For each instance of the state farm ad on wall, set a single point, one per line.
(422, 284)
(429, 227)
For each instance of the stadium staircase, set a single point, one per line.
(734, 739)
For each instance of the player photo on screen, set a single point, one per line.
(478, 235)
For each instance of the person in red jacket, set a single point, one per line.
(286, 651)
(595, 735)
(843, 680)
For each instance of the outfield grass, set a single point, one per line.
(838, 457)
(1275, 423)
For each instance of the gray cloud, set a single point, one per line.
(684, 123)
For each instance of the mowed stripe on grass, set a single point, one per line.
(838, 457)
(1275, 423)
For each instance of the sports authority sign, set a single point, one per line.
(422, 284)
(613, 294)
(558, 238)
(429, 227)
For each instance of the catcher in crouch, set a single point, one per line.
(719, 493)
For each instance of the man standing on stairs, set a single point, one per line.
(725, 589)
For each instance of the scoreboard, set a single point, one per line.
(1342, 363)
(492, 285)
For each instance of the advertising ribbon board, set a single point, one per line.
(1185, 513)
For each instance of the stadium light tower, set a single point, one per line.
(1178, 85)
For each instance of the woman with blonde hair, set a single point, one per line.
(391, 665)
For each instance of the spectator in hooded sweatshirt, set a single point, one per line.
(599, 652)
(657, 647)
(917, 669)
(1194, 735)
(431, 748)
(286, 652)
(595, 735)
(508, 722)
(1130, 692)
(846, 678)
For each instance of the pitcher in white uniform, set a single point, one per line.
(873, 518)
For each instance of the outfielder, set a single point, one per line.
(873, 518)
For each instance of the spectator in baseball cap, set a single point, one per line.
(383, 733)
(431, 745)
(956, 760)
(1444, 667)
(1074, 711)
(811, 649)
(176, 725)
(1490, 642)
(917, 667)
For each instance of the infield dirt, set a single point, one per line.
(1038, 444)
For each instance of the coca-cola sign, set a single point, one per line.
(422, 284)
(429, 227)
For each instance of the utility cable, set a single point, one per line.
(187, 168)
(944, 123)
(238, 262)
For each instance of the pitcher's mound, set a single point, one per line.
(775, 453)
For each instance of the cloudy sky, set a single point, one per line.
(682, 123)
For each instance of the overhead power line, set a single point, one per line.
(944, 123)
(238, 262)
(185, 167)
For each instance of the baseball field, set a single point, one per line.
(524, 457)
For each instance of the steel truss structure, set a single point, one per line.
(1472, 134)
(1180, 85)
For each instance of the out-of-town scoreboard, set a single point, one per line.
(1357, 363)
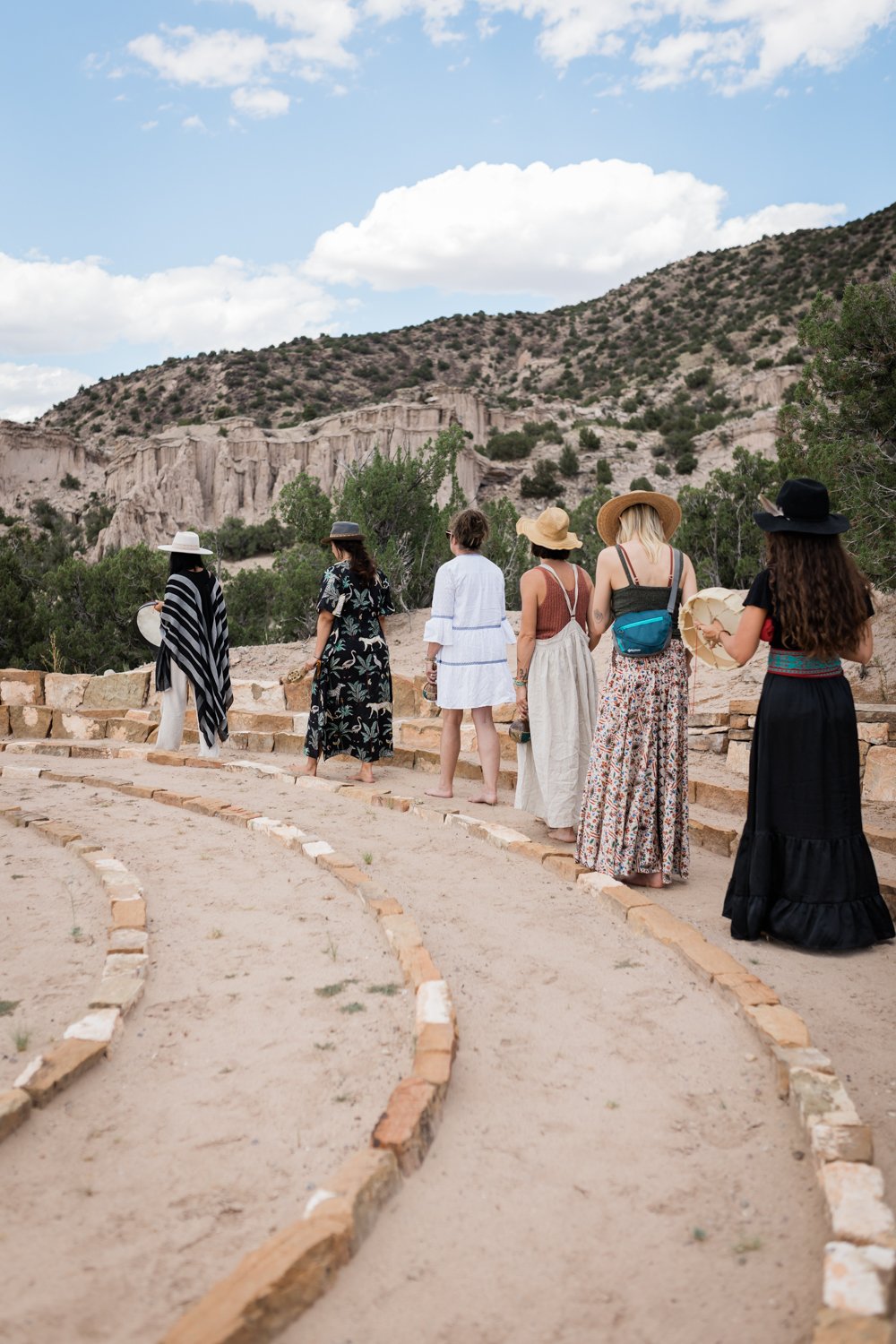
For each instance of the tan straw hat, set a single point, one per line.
(611, 511)
(549, 529)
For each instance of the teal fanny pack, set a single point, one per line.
(640, 634)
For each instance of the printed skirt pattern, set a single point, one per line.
(634, 811)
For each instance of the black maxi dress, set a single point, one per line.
(804, 871)
(351, 710)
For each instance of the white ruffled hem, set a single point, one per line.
(440, 629)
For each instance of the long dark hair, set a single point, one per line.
(821, 596)
(359, 561)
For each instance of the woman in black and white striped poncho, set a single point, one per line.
(195, 648)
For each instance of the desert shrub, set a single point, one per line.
(90, 609)
(250, 597)
(839, 426)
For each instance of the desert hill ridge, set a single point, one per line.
(667, 375)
##############################
• **Exercise objective**:
Your reply should consist of the data, transcribed exactly, and should hold no pictures.

• **Task response**:
For each instance of the state farm ad on wall, set a single point, one per line.
(422, 284)
(429, 227)
For each instance of the stadium staircase, set a single point, one per line.
(734, 739)
For each instance of the player photo on screen, set a single point, one per line.
(478, 235)
For each instance of the person in red jacket, set a single point, one per line.
(286, 651)
(595, 735)
(843, 680)
For each instance of the outfield grass, set a single point, one per line.
(838, 457)
(1275, 423)
For each instance of the gray cloud, set a single point, one per line.
(684, 123)
For each instance of the mowed stripe on grass, set a single point, one per line.
(838, 457)
(1275, 423)
For each instance of the sports authority sign, set a single point, one per line.
(422, 284)
(613, 294)
(558, 238)
(429, 227)
For each instance of the catcher in crouch, set a single point, one per line.
(719, 493)
For each instance of the man standing on stairs, set a single point, one per line.
(725, 589)
For each instance of the scoreboard, set a single point, one per line.
(1342, 363)
(492, 285)
For each instance of the advertising ribbon board, set a single point, one per line.
(1185, 513)
For each instance of the stadium light tower, set a single point, one per line.
(1178, 85)
For each instance of the woman with blonde hair, set a single point, one per line.
(391, 665)
For each instance of the spectator in hooded sweatshirt, set a single point, one per line.
(599, 652)
(657, 647)
(917, 669)
(1194, 735)
(431, 748)
(286, 652)
(595, 735)
(508, 722)
(1130, 692)
(846, 678)
For each instance of the pitcher in white uniform, set a single point, one per line.
(873, 518)
For each instance of the outfielder, set a single point, one per line.
(873, 518)
For each instance of the spectator in baseball cap, set a single point, one per line.
(383, 733)
(431, 745)
(956, 760)
(1444, 667)
(1074, 711)
(811, 649)
(176, 725)
(1490, 642)
(917, 667)
For each instance of the infield dirt, set a single point, one per line.
(1038, 444)
For each instance of the coca-cola sign, set a single point, one per line.
(422, 284)
(429, 227)
For each instance of the utility cable, set a single point, one per line.
(187, 168)
(944, 123)
(238, 262)
For each instance of the pitcher's mound, set a single point, one per line.
(775, 453)
For each instance of the cloudy sky, set a single point, one per line.
(682, 123)
For each instance of the overhead power line, set a single point, one per line.
(944, 123)
(238, 262)
(185, 167)
For each instance of the baseball field, set a single point, one per line.
(524, 457)
For each instance of the steel truss structure, set a single point, one per line.
(1472, 134)
(1180, 85)
For each instance of the out-of-town scoreboard, set a single point, one per line.
(1357, 363)
For each instance of the tan straw hat, set a single point, one per line.
(611, 511)
(549, 529)
For each instance of the teal fanny pack, set a single point, one per line.
(640, 634)
For each instance of the printed skirt pattern, set a single point, one per line.
(634, 811)
For each instance of the black maxi dress, set a single point, one per line.
(804, 871)
(351, 710)
For each instance of the white ruffled hem, set a single point, one per line.
(440, 629)
For each instance of the long dark hair, set a single point, one per line.
(821, 596)
(359, 561)
For each instance of the woman in black and white striped poncho, set a single point, one per line.
(195, 648)
For each instance of the desert shrub, set a single point, one per line.
(90, 609)
(250, 597)
(839, 426)
For each instance of the desert hill ridge, set a single point, one per line.
(667, 375)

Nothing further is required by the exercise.